● DO THIS:
Will you quote all of the entries, word for word?

☆ ☆ ☆

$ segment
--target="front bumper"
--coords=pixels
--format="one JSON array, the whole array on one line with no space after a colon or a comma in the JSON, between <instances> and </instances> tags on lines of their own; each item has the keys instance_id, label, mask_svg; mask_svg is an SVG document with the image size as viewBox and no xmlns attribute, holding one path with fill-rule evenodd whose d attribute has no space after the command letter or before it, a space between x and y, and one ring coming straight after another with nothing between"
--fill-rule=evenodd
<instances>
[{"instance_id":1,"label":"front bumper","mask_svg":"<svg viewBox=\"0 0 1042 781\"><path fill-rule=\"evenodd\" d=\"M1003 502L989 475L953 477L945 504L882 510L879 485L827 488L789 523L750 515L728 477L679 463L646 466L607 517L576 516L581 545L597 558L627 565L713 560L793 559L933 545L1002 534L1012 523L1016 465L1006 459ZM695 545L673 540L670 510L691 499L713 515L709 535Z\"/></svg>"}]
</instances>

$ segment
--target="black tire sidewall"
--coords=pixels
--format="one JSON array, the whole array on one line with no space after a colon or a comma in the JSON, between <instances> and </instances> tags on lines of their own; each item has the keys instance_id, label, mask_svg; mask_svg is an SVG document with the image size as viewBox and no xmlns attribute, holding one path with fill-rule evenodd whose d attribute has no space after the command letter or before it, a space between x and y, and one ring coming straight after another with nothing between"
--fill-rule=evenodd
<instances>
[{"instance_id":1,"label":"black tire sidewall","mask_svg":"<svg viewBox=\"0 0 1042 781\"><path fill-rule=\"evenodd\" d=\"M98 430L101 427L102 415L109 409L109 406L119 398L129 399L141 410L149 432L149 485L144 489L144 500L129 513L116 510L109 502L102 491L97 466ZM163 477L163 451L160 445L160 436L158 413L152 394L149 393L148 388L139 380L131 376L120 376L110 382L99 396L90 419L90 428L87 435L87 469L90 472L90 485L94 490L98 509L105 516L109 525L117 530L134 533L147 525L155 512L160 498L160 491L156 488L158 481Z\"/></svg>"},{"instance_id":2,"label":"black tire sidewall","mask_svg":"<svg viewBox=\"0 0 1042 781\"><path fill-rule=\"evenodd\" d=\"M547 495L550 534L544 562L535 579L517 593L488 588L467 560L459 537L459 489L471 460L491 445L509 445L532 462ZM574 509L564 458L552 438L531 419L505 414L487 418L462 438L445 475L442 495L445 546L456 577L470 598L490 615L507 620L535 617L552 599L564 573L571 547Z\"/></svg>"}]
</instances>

☆ ☆ ☆

● SOLUTION:
$ segment
--target="front bumper"
--coords=pixels
--format="one JSON array, the whole array on one line with no space after a colon or a comma in the JSON, between <instances> and </instances> tags on lines of their own; each item has the keys instance_id, label, mask_svg; mask_svg is an SVG document with the image size as viewBox and no xmlns attribute, holding one path with fill-rule evenodd whose d attribute has no space after the command letter or before it, a space between x and y, and one ring coming straight after another with nothing between"
--fill-rule=evenodd
<instances>
[{"instance_id":1,"label":"front bumper","mask_svg":"<svg viewBox=\"0 0 1042 781\"><path fill-rule=\"evenodd\" d=\"M1003 502L989 475L953 477L945 504L882 510L879 485L827 488L789 523L750 515L728 477L679 463L646 466L607 517L576 516L581 545L597 558L627 565L713 560L793 559L933 545L1002 534L1012 523L1016 465L1006 459ZM695 545L673 540L670 510L691 499L713 515L709 535Z\"/></svg>"}]
</instances>

$ segment
--target="black tire sidewall"
--coords=pixels
--format="one JSON array, the whole array on one line with no space after a colon or a comma in the JSON, between <instances> and </instances> tags on lines of their own; each item has the keys instance_id, label, mask_svg; mask_svg is an SVG document with the image size as viewBox and no xmlns attribute, holding one path with fill-rule evenodd whose d attribute has no space after the command letter or before it, a space between x and y, and one ring coming straight after another with nothing between"
--fill-rule=evenodd
<instances>
[{"instance_id":1,"label":"black tire sidewall","mask_svg":"<svg viewBox=\"0 0 1042 781\"><path fill-rule=\"evenodd\" d=\"M98 430L101 427L102 415L109 409L109 406L119 398L129 399L141 410L149 432L149 485L144 489L144 500L129 513L116 510L109 502L102 491L97 466ZM163 477L163 451L160 445L160 436L158 413L152 394L149 393L148 388L139 380L131 376L120 376L110 382L99 396L90 419L90 428L87 435L87 469L90 472L90 485L94 490L98 509L105 516L109 525L117 530L134 533L147 525L155 512L160 498L160 491L156 488L158 481Z\"/></svg>"},{"instance_id":2,"label":"black tire sidewall","mask_svg":"<svg viewBox=\"0 0 1042 781\"><path fill-rule=\"evenodd\" d=\"M547 495L550 534L544 562L535 579L517 593L488 588L467 560L459 537L459 489L471 460L491 445L509 445L532 462ZM574 509L564 458L552 438L531 419L505 414L487 418L462 438L445 475L442 495L445 546L456 577L470 598L490 615L507 620L535 617L552 599L564 573L571 547Z\"/></svg>"}]
</instances>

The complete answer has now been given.